GOAL
Revise the records below by putting "single space" in place of every occurrence of "tab character", leaving all other text as it is.

┄┄┄┄┄┄┄┄┄┄

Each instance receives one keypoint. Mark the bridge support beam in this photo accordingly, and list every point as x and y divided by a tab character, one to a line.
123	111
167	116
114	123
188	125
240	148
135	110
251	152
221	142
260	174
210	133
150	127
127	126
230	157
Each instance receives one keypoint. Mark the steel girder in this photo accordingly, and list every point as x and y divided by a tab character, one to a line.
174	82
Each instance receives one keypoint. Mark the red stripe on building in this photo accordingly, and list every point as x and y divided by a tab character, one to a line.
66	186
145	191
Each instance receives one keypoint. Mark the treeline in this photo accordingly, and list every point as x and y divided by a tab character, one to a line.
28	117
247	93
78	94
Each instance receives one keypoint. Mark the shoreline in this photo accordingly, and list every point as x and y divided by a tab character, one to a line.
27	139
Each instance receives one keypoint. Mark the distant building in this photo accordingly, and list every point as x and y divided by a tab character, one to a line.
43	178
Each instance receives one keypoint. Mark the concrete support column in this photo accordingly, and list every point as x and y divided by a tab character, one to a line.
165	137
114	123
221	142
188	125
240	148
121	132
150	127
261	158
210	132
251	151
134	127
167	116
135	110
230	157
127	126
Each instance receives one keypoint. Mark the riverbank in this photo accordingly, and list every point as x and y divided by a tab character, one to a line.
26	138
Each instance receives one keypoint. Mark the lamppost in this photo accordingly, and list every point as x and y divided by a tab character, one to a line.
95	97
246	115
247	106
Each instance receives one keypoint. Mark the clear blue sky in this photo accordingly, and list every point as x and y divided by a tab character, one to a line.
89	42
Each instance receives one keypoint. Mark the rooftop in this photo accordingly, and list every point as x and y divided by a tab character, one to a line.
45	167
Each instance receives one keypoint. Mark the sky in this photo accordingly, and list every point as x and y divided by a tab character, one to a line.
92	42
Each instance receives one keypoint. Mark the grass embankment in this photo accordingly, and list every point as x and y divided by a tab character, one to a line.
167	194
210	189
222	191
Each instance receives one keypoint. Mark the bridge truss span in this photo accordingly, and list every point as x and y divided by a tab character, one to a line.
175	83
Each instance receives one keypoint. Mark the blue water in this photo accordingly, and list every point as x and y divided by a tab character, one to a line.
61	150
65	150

┄┄┄┄┄┄┄┄┄┄

SOLUTION TO THE EXERCISE
Each instance receives one keypoint. Mark the bridge support beam in this photo accordingly, and list every point as x and y divided by a single space, one to a line.
123	111
167	116
114	123
188	125
240	148
135	110
251	152
221	142
260	174
210	133
150	127
127	126
230	157
Each instance receives one keypoint. Mark the steel girder in this photo accordingly, and list every point as x and y divided by a single space, one to a line.
174	82
Each instance receives one keypoint. Mark the red stripe on building in this photo accordingly, and list every point as x and y divided by a single space, one to a line.
66	186
145	191
Each instance receives one keypoint. Mark the treeline in this photo accordingly, and list every point as x and y divided by a single space, one to a line.
28	117
247	93
78	94
Each instance receives one keypoint. Mark the shoreline in this photo accordingly, and list every point as x and y divided by a single space, one to a line.
27	139
Each instance receives one keypoint. Mark the distant building in this photo accordingly, and list every point as x and y divided by a single space, one to a line.
43	178
Each instance receives one keypoint. Mark the concrete support column in this photo accordingly, and list every point as x and y divided by a single space, one to a line.
165	137
114	123
221	142
188	125
240	148
121	132
150	127
261	158
210	132
251	151
134	127
167	116
135	110
230	157
127	126
Each instance receives one keypoint. Mark the riverbank in this photo accordingly, and list every point as x and y divided by a single space, one to a line.
26	138
Each instance receives one keypoint. Mark the lamppost in this photo accordingly, and list every point as x and y divided by a single space, one to a line.
95	97
246	115
247	106
Each instance receives one keypoint. Mark the clear blue sky in this photo accordingly, and list every point as x and y divided by a single space, one to a line.
89	42
Each instance receives one keypoint. Mark the rooftop in this photo accordingly, and list every point as x and y divided by a single space, one to a line.
45	167
Each instance receives one keypoint. Mark the sky in this photo accordingly, and list every point as x and y divided by a single space, one to a line.
92	42
Each instance receives one keypoint. Mark the grass embankment in this photo accordingly, and list every point as x and y divided by a single space, one to a line.
167	194
210	189
222	191
Each instance receives one keypoint. Mark the bridge truss span in this photo accordingly, and list every point as x and y divided by a single space, one to a line.
175	83
Each instance receives one keypoint. Mark the blue water in this photo accordingly, and list every point as x and y divided by a single space, one to a line.
61	150
65	150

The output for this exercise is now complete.